Records for this task:
::::
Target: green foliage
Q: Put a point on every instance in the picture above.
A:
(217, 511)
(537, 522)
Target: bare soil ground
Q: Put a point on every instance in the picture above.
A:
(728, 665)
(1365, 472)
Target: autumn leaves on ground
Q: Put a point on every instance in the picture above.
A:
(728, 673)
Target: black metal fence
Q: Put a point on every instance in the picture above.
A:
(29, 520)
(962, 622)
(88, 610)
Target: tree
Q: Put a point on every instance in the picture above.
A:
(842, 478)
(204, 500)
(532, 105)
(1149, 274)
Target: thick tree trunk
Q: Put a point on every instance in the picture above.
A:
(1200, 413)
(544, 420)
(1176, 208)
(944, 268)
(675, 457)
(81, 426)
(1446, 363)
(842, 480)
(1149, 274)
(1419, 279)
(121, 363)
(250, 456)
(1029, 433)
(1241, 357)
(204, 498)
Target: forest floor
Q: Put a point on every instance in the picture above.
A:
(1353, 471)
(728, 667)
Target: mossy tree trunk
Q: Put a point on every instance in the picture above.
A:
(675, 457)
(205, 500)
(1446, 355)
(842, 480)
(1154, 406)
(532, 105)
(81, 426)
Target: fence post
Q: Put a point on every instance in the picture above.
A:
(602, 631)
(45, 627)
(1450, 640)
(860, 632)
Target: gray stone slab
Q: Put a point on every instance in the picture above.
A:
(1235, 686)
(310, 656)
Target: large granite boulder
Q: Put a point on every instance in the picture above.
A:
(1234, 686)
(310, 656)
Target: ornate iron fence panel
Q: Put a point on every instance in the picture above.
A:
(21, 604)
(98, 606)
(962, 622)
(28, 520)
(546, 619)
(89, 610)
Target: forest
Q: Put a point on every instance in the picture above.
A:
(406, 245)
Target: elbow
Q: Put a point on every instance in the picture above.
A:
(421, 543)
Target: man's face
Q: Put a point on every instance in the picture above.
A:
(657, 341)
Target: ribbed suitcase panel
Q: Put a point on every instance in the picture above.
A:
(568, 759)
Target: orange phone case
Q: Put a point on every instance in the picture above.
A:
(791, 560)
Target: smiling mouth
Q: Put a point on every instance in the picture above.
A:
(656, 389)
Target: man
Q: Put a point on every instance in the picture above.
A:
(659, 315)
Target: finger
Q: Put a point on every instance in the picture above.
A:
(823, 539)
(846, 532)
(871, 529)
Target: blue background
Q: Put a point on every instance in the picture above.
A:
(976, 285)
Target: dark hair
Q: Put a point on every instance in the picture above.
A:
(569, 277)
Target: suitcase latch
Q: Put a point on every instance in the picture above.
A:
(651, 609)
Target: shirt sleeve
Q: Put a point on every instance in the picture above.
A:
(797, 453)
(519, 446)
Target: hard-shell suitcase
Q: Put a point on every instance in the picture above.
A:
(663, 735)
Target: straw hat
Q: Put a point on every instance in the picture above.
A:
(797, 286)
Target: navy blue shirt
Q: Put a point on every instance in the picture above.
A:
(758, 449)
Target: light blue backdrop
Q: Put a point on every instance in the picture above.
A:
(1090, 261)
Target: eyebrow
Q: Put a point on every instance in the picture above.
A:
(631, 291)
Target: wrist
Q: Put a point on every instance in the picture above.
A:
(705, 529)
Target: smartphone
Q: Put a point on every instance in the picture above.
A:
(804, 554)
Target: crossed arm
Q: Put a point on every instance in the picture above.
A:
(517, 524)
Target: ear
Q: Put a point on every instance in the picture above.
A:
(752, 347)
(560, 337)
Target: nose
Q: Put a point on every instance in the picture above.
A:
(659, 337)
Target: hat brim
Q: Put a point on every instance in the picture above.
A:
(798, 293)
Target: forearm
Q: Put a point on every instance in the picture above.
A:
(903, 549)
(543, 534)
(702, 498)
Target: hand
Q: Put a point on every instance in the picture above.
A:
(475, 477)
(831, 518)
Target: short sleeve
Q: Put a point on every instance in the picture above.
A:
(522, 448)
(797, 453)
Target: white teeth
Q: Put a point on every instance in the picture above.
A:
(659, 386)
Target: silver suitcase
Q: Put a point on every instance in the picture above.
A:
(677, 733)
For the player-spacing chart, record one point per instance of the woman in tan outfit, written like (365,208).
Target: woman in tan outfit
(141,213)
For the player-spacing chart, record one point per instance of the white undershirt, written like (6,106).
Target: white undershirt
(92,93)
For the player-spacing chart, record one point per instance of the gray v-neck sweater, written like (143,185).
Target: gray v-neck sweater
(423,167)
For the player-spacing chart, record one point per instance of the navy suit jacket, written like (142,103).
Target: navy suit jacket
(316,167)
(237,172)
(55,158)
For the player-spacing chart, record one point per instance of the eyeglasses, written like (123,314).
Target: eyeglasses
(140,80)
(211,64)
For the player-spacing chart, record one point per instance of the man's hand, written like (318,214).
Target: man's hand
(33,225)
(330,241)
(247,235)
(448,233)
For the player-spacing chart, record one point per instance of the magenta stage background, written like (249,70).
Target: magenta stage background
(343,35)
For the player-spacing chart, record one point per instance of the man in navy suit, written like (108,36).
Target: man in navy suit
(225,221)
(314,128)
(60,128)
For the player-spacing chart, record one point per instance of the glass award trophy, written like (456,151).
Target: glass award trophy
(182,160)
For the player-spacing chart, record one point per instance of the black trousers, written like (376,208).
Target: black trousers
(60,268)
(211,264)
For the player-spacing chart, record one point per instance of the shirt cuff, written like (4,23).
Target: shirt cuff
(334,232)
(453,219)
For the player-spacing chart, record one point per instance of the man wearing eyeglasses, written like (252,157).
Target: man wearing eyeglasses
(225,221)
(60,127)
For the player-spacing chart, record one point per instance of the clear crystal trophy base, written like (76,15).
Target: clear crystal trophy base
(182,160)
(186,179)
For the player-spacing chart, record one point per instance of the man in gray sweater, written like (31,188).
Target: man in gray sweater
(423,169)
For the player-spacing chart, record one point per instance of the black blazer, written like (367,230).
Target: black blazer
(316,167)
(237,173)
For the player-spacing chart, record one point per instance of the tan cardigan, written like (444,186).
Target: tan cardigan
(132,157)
::::
Set task: Take the listing above and write it out again exactly.

Output below:
Target: green foliage
Q: Put a point on every instance in the picture above.
A:
(217, 511)
(537, 522)
Target: bare soil ground
Q: Put a point on every instance in the picture above.
A:
(728, 665)
(1365, 472)
Target: autumn leaves on ground
Q: Put a point on every instance in the picture above.
A:
(728, 673)
Target: black metal fence
Q: Put a point on every instance in the picture above.
A:
(29, 520)
(962, 622)
(88, 610)
Target: tree
Q: Put a point on every instance in the picture above.
A:
(842, 478)
(204, 500)
(532, 105)
(1149, 274)
Target: thick tree trunk
Q: Put a point on every instance in the picture above.
A:
(1200, 413)
(544, 420)
(1176, 208)
(944, 268)
(675, 457)
(81, 426)
(1446, 363)
(842, 480)
(1149, 274)
(1419, 279)
(121, 363)
(250, 456)
(1029, 433)
(1241, 357)
(204, 498)
Target: forest floor
Q: Put a point on every instance in the picture above.
A:
(1353, 471)
(728, 667)
Target: mossy tree trunk
Q: Put a point on every instance in the picture above.
A:
(675, 457)
(205, 500)
(1446, 355)
(842, 480)
(1154, 406)
(532, 105)
(81, 426)
Target: fence post
Q: Put a point on every instance in the picture above.
A:
(602, 631)
(45, 627)
(1450, 640)
(860, 632)
Target: gray stone slab
Q: Put a point on every instance in the picture above.
A:
(1235, 686)
(310, 656)
Target: large granite boulder
Q: Put a point on every instance in the picture above.
A:
(1234, 686)
(310, 656)
Target: ornate iron fence panel
Q: Put a point on every instance in the picture above.
A:
(21, 604)
(98, 606)
(962, 622)
(28, 520)
(546, 619)
(89, 610)
Target: forest
Q: Put a point on every instance in the picture above.
A:
(406, 245)
Target: elbow
Q: Put a point on every instance in the picture above.
A:
(421, 543)
Target: man's face
Q: Put a point on every instance in the picture above.
A:
(657, 341)
Target: ribbed suitcase panel
Q: Put a point on every instance in the picture above.
A:
(568, 759)
Target: orange phone case
Q: Put a point on every instance in the picture above.
A:
(791, 560)
Target: smiling mouth
Q: Put a point on every instance in the picture above.
A:
(656, 389)
Target: man
Q: Put a point on every instance in the picture above.
A:
(659, 315)
Target: finger
Q: Put a point on every instance in the picture above.
A:
(823, 539)
(846, 532)
(871, 529)
Target: blue background
Q: Put a point on every instance in the picture above.
A:
(976, 285)
Target: dark hair
Q: Put a point on every instance in the picture above.
A:
(569, 277)
Target: suitcase latch
Q: Put a point on every instance in the picture above.
A:
(651, 609)
Target: shirt sleeve
Q: Put a point on every instance in the picture above.
A:
(797, 453)
(519, 446)
Target: hard-shell suitcase
Q: Put a point on every instance in the picture above.
A:
(663, 735)
Target: straw hat
Q: Put a point on every instance in the picture above.
A:
(797, 286)
Target: navy blue shirt
Q: Put a point on every instance in the picture above.
A:
(758, 449)
Target: light blue backdrop
Q: Put a point on every instance in the picture above.
A:
(1090, 261)
Target: eyebrow
Q: Put a point on every instance in the picture above.
A:
(631, 291)
Target: wrist
Q: Put a point on every instance in the picture above.
A:
(705, 529)
Target: smartphone
Q: Put a point on every instance in the picture above.
A:
(804, 554)
Target: crossed arm
Q: Put a point on every instance in the picture above.
A:
(517, 524)
Target: ear
Q: Put a point on every instance in the picture above.
A:
(752, 347)
(560, 337)
Target: nose
Q: Put a point on every instance in the picture above.
A:
(659, 337)
Target: hat brim
Q: Put a point on every instance in the picture above.
A:
(798, 293)
Target: forearm
Q: Put a point on every instance in the picture above.
A:
(903, 549)
(543, 534)
(702, 498)
Target: hand
Q: Put a point on every instance in the picture above.
A:
(475, 477)
(831, 518)
Target: short sleeve
Q: Put a point on every instance in the picture above.
A:
(522, 448)
(797, 453)
Target: white teeth
Q: Put a point on every instance in the picture above.
A:
(659, 386)
Target: silver suitcase
Q: Put a point on every instance in the picture above.
A:
(677, 733)
For the player-spacing chart, record one point per instance of the woman in tan outfit, written like (365,208).
Target: woman in tan outfit
(141,213)
For the player-spacing chart, record one point per instance of the white undershirt, written like (6,106).
Target: white undershirt
(92,93)
For the player-spacing chart, record one point per instance of the gray v-neck sweater, written like (143,185).
Target: gray v-neck sweater
(423,167)
For the player-spacing chart, record one point per instance of the navy suit jacket, written like (142,103).
Target: navy suit jacket
(316,167)
(237,172)
(55,158)
For the player-spacing chart, record one point per instance of the eyeglasses, written like (123,314).
Target: eyeglasses
(140,80)
(211,64)
For the player-spacing chart, record one point per instance of the man's hand, written like (318,214).
Target: man's hand
(33,225)
(330,241)
(247,235)
(448,233)
For the player-spacing chart, record one point per instance of the magenta stage background, written like (249,70).
Target: magenta stage background
(343,35)
For the player-spacing chart, record one point per instance of the man in navy suit, written like (108,36).
Target: man in navy suit
(225,221)
(314,128)
(60,128)
For the player-spacing chart, record one point per instance of the glass award trophy, written like (456,151).
Target: glass award trophy
(182,160)
For the player-spacing chart, record one point per instance of the black trousers, written like (376,208).
Target: black trousers
(60,268)
(211,264)
For the player-spacing chart, record one point per instance of the shirt cuff, written like (4,23).
Target: shirt cuff
(334,232)
(453,219)
For the player-spacing chart, record one point per instance of the man wearing eyeglasses, written like (252,157).
Target: man wearing eyeglasses
(225,221)
(60,127)
For the player-spacing chart, record one point per instance of the clear crystal trophy base, written like (76,15).
Target: clear crystal trophy base
(182,160)
(186,179)
For the player-spacing chart, record one point per instance of the man in gray sweater, written like (31,188).
Target: man in gray sweater
(423,169)
For the player-spacing chart, record one point per instance of the black blazer, written like (367,230).
Target: black blazer
(316,167)
(237,173)
For the player-spacing chart, record one point per instance of the tan cardigan, written like (444,186).
Target: tan cardigan
(132,157)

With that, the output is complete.